**Texte:**

Cette approche conceptuelle nous a, sans aucun doute, permis d’amorcer une trajectoire pour répondre à nos interrogations : Quels sont les fondements et la pertinence d’une conception holistique (complexe) des politiques publiques ? Quelles sont les logiques et les rationalités sous-jacentes (qui prévalent) dans le système (ou cycle) des politiques publiques ? Pour étayer ce cheminement, nous nous appuyons sur la méthode analytique-synthétique à travers laquelle, nous définissons les unités d’analyse des politiques publiques.

2) Origine et caractéristiques de l’approche séquentielle et détermination des unités d’analyse des politiques publiques

L’analyse séquentielle ne constitue pas à proprement parler un concept ou une théorie formalisée de l’action publique, mais plutôt une méthode d’analyse des politiques publiques. Cette approche se présente comme un cadre d’analyse fondé sur le principe du séquençage, c’est-à-dire, une grille organisée en séquences d’action, permettant de diviser un processus politique (Jacquot, 2010, pp. 82-90). Harrold Lasswell a commencé à promouvoir l’étude des politiques publiques à partir de deux perspectives : la première sur « la connaissance en » politiques publiques, orientée vers les méthodes et les compétences en matière de la prise de décisions ; la seconde sur la « connaissance des » politiques publiques, liée à la démocratie et à la résolution des problèmes sociaux (Lasswell, 1951, p. 21).

**Données fournies:**
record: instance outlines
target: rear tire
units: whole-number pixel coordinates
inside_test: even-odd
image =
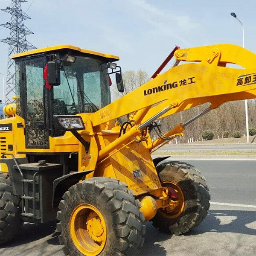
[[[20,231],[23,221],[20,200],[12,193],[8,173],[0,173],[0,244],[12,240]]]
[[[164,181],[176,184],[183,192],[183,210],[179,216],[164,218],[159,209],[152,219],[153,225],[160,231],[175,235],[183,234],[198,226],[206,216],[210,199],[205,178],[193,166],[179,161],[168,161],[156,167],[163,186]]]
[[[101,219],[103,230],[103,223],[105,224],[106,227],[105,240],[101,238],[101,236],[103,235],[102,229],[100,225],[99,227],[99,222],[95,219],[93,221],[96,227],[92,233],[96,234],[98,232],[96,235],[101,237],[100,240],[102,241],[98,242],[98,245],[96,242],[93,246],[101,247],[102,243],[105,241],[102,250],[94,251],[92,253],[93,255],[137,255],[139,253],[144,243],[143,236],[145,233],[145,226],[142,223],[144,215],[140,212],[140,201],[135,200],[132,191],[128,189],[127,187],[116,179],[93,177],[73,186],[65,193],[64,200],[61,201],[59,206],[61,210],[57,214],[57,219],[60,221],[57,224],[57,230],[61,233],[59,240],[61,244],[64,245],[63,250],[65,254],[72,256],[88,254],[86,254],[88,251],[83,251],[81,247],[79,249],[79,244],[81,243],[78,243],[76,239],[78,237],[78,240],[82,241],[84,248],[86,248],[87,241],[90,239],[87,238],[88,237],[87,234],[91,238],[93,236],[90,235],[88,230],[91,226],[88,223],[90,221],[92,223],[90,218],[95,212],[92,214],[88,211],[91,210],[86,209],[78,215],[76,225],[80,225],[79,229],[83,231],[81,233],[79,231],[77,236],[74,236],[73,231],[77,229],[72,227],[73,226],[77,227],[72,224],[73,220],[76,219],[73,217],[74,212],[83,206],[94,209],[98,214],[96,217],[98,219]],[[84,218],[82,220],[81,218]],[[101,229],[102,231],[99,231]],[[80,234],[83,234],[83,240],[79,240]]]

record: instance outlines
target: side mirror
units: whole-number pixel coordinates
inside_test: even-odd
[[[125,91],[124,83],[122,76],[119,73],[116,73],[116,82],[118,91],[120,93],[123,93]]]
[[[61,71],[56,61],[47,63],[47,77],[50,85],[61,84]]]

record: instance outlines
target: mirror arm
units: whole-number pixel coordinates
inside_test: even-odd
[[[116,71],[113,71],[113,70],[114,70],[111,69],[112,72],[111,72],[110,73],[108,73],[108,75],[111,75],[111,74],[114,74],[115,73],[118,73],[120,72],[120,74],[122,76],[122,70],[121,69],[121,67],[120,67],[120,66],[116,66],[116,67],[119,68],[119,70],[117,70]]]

==

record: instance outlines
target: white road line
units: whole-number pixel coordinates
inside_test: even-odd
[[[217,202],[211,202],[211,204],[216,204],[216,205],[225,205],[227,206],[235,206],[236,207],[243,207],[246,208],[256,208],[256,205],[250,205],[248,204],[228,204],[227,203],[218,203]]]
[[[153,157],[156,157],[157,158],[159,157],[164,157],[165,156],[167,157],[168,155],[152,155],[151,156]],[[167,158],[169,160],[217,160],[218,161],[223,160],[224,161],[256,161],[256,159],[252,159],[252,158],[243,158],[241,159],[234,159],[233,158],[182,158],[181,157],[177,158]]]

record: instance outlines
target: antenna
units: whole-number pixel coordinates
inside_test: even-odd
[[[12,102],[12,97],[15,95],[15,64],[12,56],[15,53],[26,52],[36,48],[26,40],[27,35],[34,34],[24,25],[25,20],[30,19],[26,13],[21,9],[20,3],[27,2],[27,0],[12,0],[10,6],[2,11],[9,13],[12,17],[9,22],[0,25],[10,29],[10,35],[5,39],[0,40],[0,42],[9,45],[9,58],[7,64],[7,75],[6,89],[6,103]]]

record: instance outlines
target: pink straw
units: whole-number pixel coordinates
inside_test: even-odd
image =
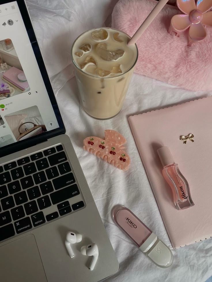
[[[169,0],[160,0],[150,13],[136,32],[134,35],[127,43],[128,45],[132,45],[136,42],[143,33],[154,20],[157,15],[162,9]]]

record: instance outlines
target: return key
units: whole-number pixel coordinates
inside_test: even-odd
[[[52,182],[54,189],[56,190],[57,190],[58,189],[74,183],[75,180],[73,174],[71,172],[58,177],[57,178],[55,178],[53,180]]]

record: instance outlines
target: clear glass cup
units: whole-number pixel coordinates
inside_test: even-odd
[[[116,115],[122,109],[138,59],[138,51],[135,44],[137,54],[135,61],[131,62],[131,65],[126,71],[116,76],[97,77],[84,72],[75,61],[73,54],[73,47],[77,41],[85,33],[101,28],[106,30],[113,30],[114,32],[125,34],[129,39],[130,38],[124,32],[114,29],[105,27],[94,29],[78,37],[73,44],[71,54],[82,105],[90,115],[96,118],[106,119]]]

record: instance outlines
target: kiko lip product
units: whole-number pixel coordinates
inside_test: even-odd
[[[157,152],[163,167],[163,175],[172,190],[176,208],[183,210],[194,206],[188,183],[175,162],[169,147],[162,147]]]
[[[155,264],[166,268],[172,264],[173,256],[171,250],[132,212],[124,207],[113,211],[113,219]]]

**Liste des tâches:**
[1] Recopiez fidèlement le passage du texte sur les politiques publiques qui commence par les mots « Cette approche conceptuelle » et se termine par « unités d’analyse des politiques publiques. ».
[2] Répondez aux questions suivantes d'après le texte sur les politiques publiques :
(a) Sur quelle méthode s'appuie-t-on pour définir les unités d'analyse des politiques publiques ?
(b) Sur quel principe l'approche séquentielle est-elle fondée ?
(c) À quoi la « connaissance des » politiques publiques est-elle liée selon Lasswell ?
[3] Poursuivez le texte sur l'analyse des politiques publiques après sa dernière phrase.

**Réponses par tâche:**
[1]
Cette approche conceptuelle nous a, sans aucun doute, permis d’amorcer une trajectoire pour répondre à nos interrogations : Quels sont les fondements et la pertinence d’une conception holistique (complexe) des politiques publiques ? Quelles sont les logiques et les rationalités sous-jacentes (qui prévalent) dans le système (ou cycle) des politiques publiques ? Pour étayer ce cheminement, nous nous appuyons sur la méthode analytique-synthétique à travers laquelle, nous définissons les unités d’analyse des politiques publiques.

[2]
(a) Sur la méthode analytique-synthétique.
(b) Sur le principe du séquençage.
(c) À la démocratie et à la résolution des problèmes sociaux.

[3]
Selon Salazar (1994, p. 67), les politiques publiques sont des réponses successives du « régime politique » ou du « gouvernement » en place face à des situations socialement problématiques. Landau (2003, p. 154) soutient que les politiques publiques sont des processus rationnels, qui intègrent des données et des preuves « objectives », permettant de prendre de meilleures décisions pour résoudre des problèmes publics. Rincón et Burgos (2003, p. 42), pour leur part, considèrent que pour fonder les bases analytiques des politiques publiques, il est impératif en plus d’examiner les besoins qui peuvent être institutionnalisés, de scruter la relation systémique qui existe entre le contexte et l’approche séquentielle des politiques publiques.

Roth (2014, pp. 423-425), quant à lui, identifie quatre éléments essentiels pour l’analyse des politiques publiques : la perception des problèmes, la participation du Gouvernement, la définition des objectifs et les processus décisionnels. Ceci signifie qu’une politique publique est susceptible d’être adoptée, si et seulement si le Gouvernement, à travers ses institutions, assume partiel ou totalement la responsabilité d’atteindre un certain nombre d’objectifs de développement. Ces différentes approches, qui ont engendré la fameuse « approche séquentielle », sont condensées dans la figure suivante:

Approche séquentielle des politiques publiques

Figure 2: Approche séquentielle des politiques publiques

Note. Élaboration propre.

En fait, les contributions de ces auteurs qui ont influencé les théories du gouvernement et de public management de manière décisive exigent la nécessité de mettre en œuvre des processus de planification à travers des systèmes d’information de complexité variable et à partir desquels le Gouvernement prenne des décisions et établisse des stratégies lui permettant d’atteindre ses objectifs à travers la formulation des politiques publiques.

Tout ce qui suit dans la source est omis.